━━━━━ Material for the task ━━━━━

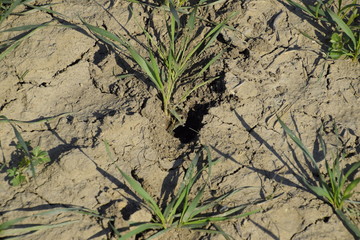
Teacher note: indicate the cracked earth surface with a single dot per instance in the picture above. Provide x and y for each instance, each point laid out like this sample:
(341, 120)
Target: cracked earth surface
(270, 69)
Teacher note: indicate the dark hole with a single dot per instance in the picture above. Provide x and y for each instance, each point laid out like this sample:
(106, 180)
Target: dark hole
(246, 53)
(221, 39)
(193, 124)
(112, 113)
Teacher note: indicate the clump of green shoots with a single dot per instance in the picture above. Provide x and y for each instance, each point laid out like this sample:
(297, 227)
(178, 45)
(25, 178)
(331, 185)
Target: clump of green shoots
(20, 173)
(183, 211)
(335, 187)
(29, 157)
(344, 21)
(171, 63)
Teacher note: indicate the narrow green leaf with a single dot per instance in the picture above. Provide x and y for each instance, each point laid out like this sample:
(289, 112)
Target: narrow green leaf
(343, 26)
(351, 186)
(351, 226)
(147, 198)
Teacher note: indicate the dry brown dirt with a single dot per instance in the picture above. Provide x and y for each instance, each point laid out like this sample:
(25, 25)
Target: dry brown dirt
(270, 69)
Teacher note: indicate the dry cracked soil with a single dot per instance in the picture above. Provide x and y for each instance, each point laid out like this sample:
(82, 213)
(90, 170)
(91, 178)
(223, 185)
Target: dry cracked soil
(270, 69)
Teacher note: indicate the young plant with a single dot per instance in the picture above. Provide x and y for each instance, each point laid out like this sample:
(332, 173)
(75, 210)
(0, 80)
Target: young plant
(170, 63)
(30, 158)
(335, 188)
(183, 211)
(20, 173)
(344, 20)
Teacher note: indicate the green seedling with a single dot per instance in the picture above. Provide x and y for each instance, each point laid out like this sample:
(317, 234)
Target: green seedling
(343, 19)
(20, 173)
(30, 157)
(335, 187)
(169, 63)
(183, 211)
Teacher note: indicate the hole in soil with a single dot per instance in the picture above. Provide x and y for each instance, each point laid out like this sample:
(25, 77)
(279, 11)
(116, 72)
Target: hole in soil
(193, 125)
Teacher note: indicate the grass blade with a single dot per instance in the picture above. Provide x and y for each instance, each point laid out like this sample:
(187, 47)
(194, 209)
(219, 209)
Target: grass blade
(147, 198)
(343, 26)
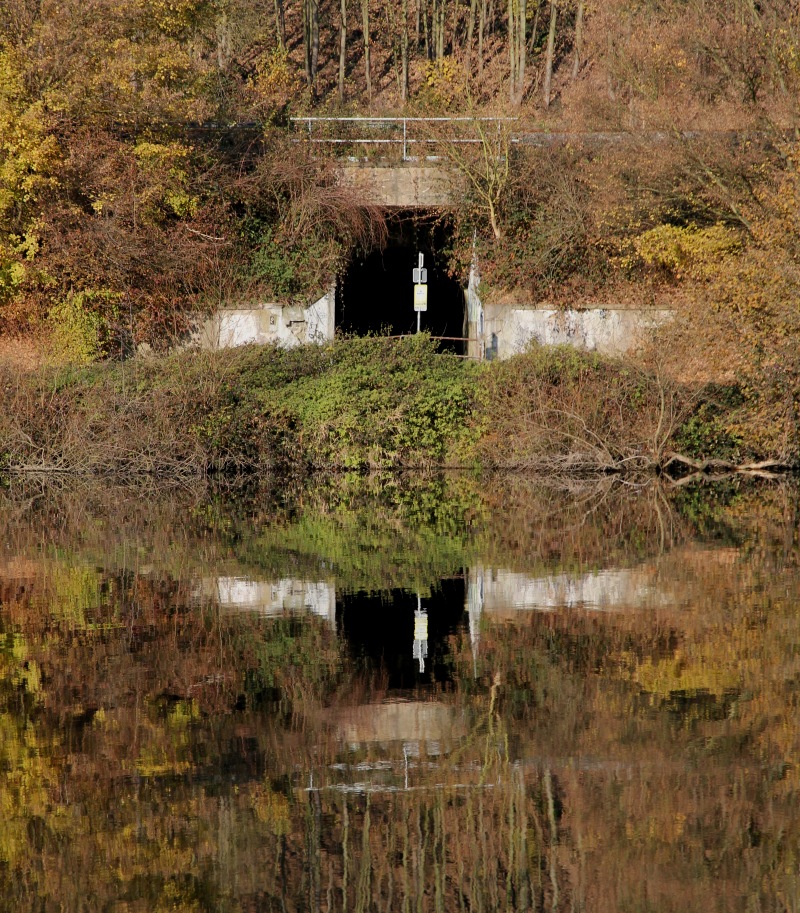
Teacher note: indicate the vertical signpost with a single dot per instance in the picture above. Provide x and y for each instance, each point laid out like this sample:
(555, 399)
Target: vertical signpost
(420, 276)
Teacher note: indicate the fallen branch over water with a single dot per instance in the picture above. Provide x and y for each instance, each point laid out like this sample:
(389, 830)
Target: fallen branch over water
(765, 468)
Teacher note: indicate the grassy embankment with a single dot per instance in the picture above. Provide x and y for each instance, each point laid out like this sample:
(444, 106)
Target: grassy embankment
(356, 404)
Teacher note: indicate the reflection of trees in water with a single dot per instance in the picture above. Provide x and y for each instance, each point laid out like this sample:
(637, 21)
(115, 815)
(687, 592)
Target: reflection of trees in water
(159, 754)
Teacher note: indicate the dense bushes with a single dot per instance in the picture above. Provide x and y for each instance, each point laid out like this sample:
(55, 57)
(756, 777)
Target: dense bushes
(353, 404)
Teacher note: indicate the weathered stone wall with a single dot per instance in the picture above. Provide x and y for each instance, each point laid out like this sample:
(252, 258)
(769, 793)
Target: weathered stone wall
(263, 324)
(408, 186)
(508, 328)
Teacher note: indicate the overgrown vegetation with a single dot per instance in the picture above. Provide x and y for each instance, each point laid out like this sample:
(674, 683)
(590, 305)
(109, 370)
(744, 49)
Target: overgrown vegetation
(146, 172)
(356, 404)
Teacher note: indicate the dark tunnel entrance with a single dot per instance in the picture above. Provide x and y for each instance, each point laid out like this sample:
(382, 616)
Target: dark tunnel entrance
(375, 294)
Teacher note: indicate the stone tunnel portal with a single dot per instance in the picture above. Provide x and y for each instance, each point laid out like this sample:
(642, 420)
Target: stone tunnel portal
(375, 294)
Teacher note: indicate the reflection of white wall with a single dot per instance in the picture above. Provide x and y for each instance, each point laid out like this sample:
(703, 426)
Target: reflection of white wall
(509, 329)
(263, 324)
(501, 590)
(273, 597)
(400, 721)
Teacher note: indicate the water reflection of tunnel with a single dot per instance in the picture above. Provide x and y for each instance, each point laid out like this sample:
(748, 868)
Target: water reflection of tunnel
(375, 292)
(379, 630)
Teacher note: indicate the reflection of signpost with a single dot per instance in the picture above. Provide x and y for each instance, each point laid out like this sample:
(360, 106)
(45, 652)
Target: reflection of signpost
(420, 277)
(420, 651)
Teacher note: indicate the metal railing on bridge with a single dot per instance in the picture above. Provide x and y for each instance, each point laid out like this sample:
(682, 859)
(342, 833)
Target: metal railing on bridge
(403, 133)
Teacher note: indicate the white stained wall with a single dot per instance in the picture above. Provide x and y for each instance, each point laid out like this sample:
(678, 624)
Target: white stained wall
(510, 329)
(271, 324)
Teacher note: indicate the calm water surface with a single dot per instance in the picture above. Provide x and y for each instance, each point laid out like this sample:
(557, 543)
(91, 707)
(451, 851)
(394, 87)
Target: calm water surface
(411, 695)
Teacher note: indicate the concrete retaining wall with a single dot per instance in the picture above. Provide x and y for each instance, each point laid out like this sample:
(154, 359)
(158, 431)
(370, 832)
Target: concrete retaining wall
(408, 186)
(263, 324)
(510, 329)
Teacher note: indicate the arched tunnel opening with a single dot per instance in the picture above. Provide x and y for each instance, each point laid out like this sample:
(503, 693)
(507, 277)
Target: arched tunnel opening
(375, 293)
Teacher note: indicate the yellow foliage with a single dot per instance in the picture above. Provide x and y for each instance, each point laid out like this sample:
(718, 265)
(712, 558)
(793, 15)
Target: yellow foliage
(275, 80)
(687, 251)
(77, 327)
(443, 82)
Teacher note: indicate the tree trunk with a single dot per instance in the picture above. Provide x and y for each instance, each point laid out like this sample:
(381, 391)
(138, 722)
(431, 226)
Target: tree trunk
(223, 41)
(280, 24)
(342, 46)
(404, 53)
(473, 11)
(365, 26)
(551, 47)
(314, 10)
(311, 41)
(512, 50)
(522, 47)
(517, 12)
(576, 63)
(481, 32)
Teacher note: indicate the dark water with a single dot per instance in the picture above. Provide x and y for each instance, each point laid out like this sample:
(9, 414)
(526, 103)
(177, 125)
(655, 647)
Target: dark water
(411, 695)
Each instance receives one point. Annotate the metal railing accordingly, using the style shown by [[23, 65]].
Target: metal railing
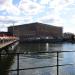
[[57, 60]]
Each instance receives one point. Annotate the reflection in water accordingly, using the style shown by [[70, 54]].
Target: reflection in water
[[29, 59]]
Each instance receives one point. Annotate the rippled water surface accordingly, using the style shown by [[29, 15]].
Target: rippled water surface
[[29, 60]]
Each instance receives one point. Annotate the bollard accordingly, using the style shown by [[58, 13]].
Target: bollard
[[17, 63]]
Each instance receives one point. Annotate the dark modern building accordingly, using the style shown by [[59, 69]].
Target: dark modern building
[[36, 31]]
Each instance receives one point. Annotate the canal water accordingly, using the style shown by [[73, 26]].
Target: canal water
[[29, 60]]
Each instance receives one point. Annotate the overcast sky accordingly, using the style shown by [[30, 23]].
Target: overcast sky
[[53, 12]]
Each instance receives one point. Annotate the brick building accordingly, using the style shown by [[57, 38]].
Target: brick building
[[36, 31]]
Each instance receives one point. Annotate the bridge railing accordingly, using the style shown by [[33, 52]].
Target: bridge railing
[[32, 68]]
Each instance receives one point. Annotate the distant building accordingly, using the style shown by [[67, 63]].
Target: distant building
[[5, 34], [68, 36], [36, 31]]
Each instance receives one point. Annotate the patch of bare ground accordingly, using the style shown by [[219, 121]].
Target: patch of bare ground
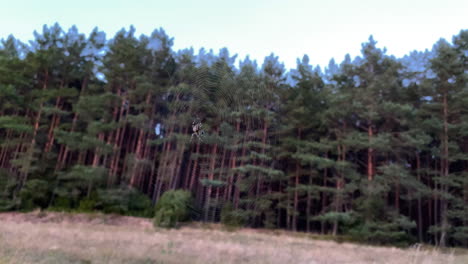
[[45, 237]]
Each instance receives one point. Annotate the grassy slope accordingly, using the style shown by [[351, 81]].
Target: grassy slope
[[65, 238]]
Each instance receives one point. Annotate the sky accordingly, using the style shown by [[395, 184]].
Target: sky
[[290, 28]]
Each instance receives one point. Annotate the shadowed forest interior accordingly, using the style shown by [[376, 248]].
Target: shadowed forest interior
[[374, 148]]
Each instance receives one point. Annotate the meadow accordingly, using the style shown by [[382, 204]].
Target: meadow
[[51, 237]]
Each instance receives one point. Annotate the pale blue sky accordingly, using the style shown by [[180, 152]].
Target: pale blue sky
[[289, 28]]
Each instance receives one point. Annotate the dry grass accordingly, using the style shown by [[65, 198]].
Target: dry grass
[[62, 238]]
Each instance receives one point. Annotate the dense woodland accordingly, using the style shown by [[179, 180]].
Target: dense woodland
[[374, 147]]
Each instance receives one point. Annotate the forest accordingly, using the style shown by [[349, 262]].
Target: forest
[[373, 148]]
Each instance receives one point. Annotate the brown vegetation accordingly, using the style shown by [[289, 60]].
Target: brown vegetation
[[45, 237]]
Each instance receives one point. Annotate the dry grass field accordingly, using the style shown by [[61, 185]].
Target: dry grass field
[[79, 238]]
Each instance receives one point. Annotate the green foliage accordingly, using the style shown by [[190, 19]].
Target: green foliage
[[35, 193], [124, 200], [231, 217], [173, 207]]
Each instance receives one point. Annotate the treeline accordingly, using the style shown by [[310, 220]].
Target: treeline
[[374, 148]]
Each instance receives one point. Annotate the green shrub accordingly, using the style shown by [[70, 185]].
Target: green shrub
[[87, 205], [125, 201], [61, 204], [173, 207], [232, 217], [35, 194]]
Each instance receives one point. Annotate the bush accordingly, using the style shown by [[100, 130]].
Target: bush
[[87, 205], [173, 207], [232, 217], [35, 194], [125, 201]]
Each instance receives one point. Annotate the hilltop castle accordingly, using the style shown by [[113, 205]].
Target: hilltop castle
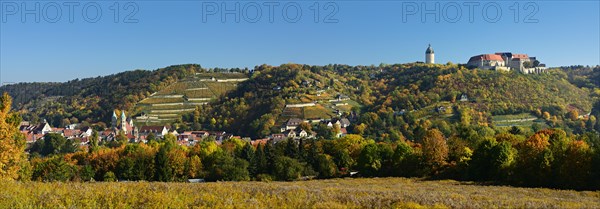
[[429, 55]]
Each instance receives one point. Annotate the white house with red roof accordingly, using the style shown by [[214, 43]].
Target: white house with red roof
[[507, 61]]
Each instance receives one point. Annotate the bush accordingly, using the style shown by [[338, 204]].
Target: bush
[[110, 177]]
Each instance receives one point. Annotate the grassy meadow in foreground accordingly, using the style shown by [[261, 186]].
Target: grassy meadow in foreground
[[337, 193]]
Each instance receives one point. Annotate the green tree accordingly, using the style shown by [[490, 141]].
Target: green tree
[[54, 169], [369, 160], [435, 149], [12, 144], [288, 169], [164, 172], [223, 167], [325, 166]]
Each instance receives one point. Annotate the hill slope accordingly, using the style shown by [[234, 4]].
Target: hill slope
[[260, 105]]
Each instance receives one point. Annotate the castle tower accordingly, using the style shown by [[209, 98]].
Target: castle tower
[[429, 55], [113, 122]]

━━━━━

## Given instruction
Reproduce verbatim the part of the items above that opens with the line containing "Each instance receives one point. Annotate the meadow" and closes with the line containing "[[79, 238]]", including both of those lines.

## Output below
Each instance receives one point. Annotate the meadow accordingly, using the style shown by [[382, 204]].
Target: meadow
[[51, 237]]
Each instance receives one point. Annotate the pale blue sky accordingly, using the style shown by [[180, 152]].
Target: pale blue sky
[[289, 28]]
Each instance receives one point. Annotate the dry grass accordingly, using the style shown by [[65, 198]].
Target: dry grass
[[62, 238]]
Each instance receives one point. Annotate the dense woodland accordingly, using the style shown by [[179, 180]].
Target: dense woodland
[[374, 147]]
Each instance receives one point. Annotate the forest accordingly, using the style shown by [[349, 262]].
Target: forest
[[373, 148]]
Each instance receives one point. Annotate the brown vegetation accordingly, using the style shown by [[289, 60]].
Target: brown vegetation
[[45, 237]]
Each instance receives one point. Annotate the dry grass field accordingly, using the style shown by [[61, 185]].
Target: dry grass field
[[79, 238]]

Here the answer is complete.